-- BEGIN --

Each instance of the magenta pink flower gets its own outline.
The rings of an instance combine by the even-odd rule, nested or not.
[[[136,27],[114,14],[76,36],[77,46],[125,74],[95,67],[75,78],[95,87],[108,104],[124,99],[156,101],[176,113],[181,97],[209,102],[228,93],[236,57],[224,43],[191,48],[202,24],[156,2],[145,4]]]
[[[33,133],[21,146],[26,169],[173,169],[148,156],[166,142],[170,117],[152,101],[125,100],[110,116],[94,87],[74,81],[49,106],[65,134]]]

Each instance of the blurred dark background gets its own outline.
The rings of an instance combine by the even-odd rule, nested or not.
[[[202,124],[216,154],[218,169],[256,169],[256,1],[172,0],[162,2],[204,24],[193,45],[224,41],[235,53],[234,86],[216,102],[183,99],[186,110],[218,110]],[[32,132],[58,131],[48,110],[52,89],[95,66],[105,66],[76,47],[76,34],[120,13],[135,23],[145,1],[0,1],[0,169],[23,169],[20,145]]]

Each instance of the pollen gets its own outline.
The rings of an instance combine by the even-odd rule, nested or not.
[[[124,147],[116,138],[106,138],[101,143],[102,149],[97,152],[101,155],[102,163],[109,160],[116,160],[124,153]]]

-- END --
-- BEGIN --

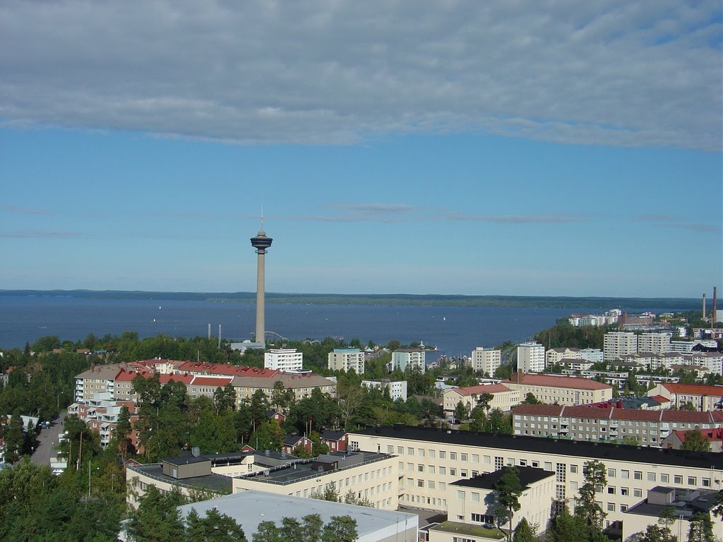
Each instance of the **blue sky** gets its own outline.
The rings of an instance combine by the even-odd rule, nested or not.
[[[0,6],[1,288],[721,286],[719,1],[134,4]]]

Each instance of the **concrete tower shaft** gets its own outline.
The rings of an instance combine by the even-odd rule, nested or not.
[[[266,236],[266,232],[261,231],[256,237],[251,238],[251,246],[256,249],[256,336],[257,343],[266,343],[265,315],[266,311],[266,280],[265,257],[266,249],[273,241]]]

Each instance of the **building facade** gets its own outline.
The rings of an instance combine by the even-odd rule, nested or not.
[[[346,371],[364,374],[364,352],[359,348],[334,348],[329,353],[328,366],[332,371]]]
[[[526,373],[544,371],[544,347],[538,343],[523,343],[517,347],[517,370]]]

-- END --

YOUR GOAL → Update everything from the line containing "Each instance of the **blue" down to the line containing "[[[0,6],[1,288],[721,286],[719,1],[134,4]]]" by replacing "outline" with "polygon", leaving all else unchanged. Return only those lines.

FINAL RESULT →
Each instance of the **blue sky** gets its own polygon.
The rings of an instance combine by the even-odd rule, nested or not.
[[[0,6],[1,288],[721,286],[719,1],[134,4]]]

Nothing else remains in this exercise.